Bring along a kids’ “Mass survival kit.”
But do your best so steer clear of bringing a bag of toys to entertain your kids.
“I don’t bring toys or food,” Bettinelli says. “Babies can play with a plastic rosary or flip through a board book about the Mass or saints. I want them to learn that Mass is not a time for play but prayer.”
Make prayer a way of life, not just a once-a-week event.
We can’t expect children to behave as pious as saints if the extent of their spiritual life is Sunday Mass. “Find ways of making your faith a part of the fabric of your daily lives. Especially engage children’s senses, with pictures, statues, holy water, and rosaries. Children are tactile and interactive,” Bettinelli says. “We’re so lucky as Catholics to have a liturgy that is so physical and so engaging and to have so many beautiful ways of making faith concrete and physical.”
Bettinelli also suggests encouraging children to use their body to worship. At home, practice the Sign of the Cross and genuflecting.
Since children learn through repetition consider occasionally attending weekly Mass as Lerin Wheeless, a mom of four does. “Though it’s not easy, I know making Mass a part of our lives and daily routine is important enough for me to keep trying.”
Encourage children’s participation to the best of their ability.
“We usually let our toddlers and preschoolers hold the hymnals for the family. We make sure every child gets a coin to put in the collection, and we teach them to shake hands politely,” Mundy says. This makes children feel like they’re a part of the celebration instead of just hapless bystanders.
To be human is to be fallible, and children are little, naïve humans. Even if you do everything right, they’re going to sometimes stumble (and scream). When they do, know you’re not alone. “On really bad days, I say a prayer to the kids’ guardian angels or pray a few Hail Mary’s. Jesus was a wiggly-legged toddler once, too,” says Mundy. “If I have to, I take the kids to the back – where I bless them with holy water before and after their timeouts.”
Finally, remember God’s graces abound even amidst the chaos of parenthood. “I’ll be the first to admit Mass is not a restful experience like it often – but not always – was before I had children, “ Bettinelli says. “But I think God works through my obedience to Him, and perhaps a more restful experience would not be nearly so beneficial to my soul.”
Adds Wheeless, “Instead of looking at Mass as a time where I can quietly pray and worship, I look at it as a time for me to instruct my children. I know we receive special graces just being there together.”
-=-=-
■ **Set task 1**
In the text on taking children to Mass, what does Mundy make sure every child gets?
■ **Set task 2**
Which things does Bettinelli name, in the text on taking children to Mass, for engaging children's senses?
■ **Set task 3**
From the text on taking children to Mass, return the passage starting at "Encourage children’s participation" and ending at "just hapless bystanders.".
These lines come from a separate source.

[Items listed in a dataset]
-=-=-
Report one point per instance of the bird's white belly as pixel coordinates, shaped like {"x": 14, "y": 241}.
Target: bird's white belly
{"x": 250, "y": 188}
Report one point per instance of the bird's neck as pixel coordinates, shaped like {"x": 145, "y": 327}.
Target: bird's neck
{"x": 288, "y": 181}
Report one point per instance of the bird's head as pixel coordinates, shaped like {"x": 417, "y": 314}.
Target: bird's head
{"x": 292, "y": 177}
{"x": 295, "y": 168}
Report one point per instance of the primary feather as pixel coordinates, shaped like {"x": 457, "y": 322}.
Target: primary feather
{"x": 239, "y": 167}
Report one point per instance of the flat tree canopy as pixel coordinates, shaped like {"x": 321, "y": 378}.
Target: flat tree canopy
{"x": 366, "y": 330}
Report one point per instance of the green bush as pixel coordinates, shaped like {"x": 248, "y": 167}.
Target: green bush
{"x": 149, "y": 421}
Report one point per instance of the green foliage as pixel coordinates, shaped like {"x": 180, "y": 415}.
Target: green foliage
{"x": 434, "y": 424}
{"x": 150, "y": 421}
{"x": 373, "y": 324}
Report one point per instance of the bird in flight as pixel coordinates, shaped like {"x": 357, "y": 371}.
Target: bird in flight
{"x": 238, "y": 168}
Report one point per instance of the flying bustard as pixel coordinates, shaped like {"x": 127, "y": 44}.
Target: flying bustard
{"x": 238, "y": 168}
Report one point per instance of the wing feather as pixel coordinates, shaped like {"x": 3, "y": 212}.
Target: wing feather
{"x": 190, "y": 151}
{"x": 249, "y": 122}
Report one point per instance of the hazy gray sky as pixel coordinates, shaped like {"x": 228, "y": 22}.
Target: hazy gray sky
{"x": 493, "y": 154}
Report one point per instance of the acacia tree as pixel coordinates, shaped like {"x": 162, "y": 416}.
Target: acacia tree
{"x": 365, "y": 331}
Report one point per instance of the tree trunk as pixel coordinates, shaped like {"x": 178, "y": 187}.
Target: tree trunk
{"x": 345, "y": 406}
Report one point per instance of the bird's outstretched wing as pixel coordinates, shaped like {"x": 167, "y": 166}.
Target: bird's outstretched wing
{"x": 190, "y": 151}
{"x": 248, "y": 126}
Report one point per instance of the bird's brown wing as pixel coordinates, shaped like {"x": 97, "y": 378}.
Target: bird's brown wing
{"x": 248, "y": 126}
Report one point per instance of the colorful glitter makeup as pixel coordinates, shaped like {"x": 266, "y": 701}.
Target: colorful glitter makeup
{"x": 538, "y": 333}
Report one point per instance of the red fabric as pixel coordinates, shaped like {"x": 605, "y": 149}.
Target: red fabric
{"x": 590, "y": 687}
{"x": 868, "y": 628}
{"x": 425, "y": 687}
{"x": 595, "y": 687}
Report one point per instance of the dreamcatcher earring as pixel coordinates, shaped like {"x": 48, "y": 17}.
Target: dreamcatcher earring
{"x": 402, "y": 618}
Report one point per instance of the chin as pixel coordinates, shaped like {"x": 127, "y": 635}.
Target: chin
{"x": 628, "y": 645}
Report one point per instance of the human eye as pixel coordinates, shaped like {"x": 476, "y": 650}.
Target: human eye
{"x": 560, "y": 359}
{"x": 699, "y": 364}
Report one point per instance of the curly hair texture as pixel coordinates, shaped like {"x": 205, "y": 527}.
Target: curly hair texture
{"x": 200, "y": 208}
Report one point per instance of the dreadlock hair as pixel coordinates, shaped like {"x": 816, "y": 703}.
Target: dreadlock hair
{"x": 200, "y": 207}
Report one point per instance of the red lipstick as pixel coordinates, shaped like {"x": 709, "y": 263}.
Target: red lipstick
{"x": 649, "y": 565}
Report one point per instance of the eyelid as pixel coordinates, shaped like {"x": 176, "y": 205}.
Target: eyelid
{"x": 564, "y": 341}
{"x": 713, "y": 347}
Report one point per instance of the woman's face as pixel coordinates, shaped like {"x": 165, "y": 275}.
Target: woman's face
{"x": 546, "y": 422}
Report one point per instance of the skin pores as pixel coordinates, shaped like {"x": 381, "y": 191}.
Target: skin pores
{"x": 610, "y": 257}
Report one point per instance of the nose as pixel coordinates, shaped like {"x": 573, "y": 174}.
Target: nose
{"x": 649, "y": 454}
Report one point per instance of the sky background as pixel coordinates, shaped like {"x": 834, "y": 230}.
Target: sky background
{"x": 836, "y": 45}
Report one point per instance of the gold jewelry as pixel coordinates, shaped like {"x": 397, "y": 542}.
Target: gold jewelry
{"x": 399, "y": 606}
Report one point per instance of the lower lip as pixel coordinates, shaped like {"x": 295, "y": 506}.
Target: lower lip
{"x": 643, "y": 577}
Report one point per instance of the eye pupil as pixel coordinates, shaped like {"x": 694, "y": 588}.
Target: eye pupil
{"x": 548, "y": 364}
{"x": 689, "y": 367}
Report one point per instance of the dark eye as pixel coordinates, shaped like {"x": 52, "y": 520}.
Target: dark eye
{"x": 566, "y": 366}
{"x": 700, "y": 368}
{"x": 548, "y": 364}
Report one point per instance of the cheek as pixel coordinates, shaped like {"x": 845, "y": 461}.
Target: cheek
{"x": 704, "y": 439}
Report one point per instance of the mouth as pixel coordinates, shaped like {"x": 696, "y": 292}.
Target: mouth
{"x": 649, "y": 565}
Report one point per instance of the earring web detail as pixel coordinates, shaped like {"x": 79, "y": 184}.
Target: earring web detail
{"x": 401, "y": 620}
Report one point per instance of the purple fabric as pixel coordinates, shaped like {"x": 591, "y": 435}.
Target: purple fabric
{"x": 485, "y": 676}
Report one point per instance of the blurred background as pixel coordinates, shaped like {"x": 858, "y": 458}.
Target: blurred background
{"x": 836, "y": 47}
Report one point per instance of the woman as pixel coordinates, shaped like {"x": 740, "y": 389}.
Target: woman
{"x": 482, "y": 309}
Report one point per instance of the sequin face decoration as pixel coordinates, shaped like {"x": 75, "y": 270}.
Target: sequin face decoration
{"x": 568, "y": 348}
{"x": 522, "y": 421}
-=-=-
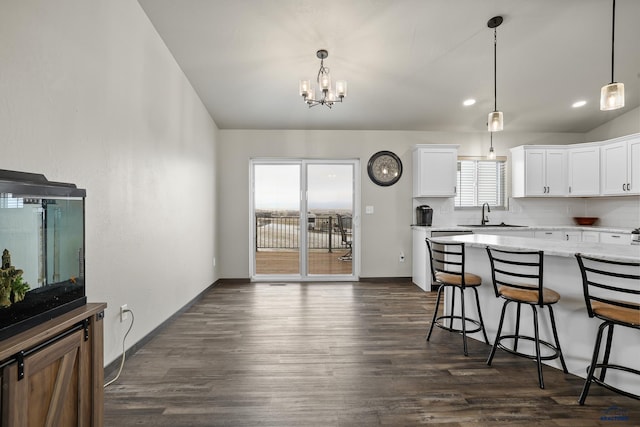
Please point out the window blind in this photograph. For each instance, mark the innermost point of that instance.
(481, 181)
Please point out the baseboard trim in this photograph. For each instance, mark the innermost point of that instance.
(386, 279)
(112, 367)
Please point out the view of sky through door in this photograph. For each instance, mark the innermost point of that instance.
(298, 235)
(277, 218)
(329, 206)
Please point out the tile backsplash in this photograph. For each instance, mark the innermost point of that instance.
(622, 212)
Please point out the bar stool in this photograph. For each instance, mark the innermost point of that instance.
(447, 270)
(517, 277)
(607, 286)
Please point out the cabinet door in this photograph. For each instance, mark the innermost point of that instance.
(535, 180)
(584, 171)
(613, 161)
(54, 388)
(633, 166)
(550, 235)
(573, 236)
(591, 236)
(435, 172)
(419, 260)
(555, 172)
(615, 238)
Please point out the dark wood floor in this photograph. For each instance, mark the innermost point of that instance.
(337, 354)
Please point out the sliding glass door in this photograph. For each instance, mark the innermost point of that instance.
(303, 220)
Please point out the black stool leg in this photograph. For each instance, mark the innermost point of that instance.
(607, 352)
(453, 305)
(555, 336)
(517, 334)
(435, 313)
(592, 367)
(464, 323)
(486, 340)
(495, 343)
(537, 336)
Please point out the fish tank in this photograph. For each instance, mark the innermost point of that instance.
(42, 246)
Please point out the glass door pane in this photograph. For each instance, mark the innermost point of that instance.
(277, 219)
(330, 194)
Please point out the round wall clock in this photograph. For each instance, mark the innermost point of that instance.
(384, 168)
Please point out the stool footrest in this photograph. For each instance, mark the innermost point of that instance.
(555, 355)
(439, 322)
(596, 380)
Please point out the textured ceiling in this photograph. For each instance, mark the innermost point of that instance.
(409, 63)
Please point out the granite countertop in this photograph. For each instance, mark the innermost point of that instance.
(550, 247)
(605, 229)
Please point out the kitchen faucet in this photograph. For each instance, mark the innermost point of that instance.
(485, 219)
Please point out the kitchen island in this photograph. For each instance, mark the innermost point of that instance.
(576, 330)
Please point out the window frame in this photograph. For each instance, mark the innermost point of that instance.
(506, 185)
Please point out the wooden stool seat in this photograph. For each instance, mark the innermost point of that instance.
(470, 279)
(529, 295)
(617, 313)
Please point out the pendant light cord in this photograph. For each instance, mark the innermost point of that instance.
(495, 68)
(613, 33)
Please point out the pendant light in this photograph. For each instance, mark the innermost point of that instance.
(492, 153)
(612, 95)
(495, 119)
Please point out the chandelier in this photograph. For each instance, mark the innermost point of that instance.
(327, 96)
-=-=-
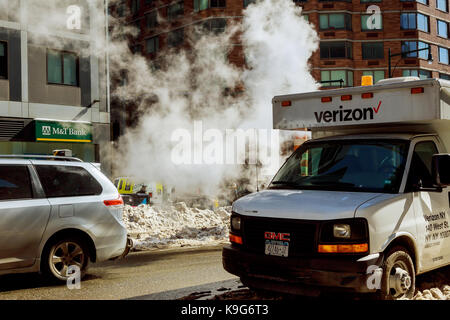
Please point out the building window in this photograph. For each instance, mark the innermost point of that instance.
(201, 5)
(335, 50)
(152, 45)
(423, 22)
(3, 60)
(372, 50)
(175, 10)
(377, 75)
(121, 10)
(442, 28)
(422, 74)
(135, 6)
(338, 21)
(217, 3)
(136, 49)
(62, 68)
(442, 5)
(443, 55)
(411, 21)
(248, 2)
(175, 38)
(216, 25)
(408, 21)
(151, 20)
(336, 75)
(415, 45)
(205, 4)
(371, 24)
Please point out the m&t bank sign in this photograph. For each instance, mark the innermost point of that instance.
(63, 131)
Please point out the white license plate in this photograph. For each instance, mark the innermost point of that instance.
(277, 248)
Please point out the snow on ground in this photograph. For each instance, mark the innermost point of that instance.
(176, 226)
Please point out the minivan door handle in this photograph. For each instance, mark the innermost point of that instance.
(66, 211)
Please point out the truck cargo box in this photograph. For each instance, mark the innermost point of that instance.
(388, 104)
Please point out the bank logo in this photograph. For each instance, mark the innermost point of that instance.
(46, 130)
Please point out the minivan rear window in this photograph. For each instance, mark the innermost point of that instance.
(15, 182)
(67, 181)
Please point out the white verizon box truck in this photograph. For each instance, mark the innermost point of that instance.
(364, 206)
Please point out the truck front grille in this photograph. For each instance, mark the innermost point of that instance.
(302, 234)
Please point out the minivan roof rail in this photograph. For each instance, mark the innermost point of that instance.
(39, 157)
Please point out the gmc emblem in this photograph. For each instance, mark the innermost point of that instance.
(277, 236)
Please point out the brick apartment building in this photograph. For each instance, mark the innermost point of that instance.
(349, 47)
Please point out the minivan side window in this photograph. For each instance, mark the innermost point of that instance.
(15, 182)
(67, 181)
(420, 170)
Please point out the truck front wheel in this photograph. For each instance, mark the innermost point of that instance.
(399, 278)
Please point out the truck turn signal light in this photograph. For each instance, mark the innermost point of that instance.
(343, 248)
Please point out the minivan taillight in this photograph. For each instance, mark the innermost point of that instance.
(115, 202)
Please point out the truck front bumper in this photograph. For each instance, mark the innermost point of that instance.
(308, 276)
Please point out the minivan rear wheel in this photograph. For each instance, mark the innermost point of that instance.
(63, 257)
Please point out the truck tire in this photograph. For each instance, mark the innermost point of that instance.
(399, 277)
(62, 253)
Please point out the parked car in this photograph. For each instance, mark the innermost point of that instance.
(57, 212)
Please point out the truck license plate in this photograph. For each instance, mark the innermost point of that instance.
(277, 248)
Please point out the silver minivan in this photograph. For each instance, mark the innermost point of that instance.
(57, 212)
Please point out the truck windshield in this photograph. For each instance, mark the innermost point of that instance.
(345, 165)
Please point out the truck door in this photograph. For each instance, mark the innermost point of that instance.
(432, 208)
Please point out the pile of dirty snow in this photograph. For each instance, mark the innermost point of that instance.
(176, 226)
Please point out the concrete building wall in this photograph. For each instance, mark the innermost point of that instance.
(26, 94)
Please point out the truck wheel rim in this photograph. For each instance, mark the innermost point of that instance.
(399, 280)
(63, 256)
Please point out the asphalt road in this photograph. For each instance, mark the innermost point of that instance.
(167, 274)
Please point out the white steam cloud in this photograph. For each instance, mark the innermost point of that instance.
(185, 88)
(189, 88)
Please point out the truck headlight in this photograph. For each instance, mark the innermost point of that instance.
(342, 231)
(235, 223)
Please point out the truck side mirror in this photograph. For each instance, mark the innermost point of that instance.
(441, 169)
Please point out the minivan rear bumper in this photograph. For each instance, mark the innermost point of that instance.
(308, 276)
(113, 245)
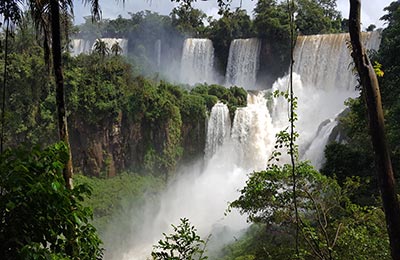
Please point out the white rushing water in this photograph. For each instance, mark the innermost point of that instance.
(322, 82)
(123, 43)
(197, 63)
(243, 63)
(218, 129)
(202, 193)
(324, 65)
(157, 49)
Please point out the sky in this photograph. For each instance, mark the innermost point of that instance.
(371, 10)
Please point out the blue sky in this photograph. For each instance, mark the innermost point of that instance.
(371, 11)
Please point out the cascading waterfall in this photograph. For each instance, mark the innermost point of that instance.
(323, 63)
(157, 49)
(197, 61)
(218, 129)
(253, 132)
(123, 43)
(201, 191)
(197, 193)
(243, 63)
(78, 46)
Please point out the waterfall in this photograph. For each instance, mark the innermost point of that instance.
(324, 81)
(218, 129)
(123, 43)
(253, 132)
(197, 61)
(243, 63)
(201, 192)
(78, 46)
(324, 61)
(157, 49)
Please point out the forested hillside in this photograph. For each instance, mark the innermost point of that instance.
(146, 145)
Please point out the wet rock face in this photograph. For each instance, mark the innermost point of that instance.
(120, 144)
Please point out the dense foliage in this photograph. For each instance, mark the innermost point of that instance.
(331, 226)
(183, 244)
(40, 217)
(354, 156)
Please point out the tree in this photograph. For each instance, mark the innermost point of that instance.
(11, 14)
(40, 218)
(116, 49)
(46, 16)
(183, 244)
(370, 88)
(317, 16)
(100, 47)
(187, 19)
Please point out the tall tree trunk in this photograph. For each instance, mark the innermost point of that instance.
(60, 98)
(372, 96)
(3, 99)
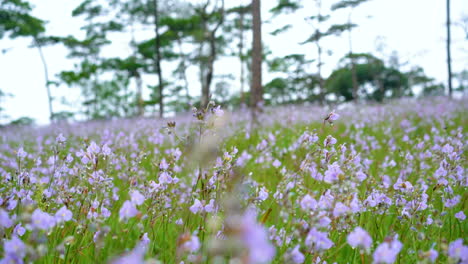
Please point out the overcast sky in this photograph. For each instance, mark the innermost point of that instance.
-=-=-
■ **Correct response 1**
A coin to put in the collection.

■ **Correct response 2**
Pictures, statues, holy water, and rosaries.

■ **Correct response 3**
Encourage children’s participation to the best of their ability.
“We usually let our toddlers and preschoolers hold the hymnals for the family. We make sure every child gets a coin to put in the collection, and we teach them to shake hands politely,” Mundy says. This makes children feel like they’re a part of the celebration instead of just hapless bystanders.